**PROBLEM REQUIREMENTS:** Can you pull out every line below that contains the string "list"? Treat uppercase and lowercase as different.

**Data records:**
* * *

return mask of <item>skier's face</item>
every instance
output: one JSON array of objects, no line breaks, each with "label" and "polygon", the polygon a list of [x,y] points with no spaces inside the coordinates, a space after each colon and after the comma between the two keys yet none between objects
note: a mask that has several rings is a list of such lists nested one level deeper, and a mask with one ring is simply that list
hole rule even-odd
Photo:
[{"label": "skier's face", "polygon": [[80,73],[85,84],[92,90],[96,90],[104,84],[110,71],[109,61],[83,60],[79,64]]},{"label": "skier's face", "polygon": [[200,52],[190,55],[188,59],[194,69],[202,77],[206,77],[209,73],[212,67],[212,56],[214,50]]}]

* * *

**THE RESPONSE:**
output: one JSON array of objects, no line breaks, each with "label" and "polygon", the polygon a list of [x,y] points with no spaces inside the coordinates, a space after each colon and after the comma between the two keys yet none between objects
note: a mask that has several rings is a list of such lists nested one level deeper, and a mask with one ring is simply that list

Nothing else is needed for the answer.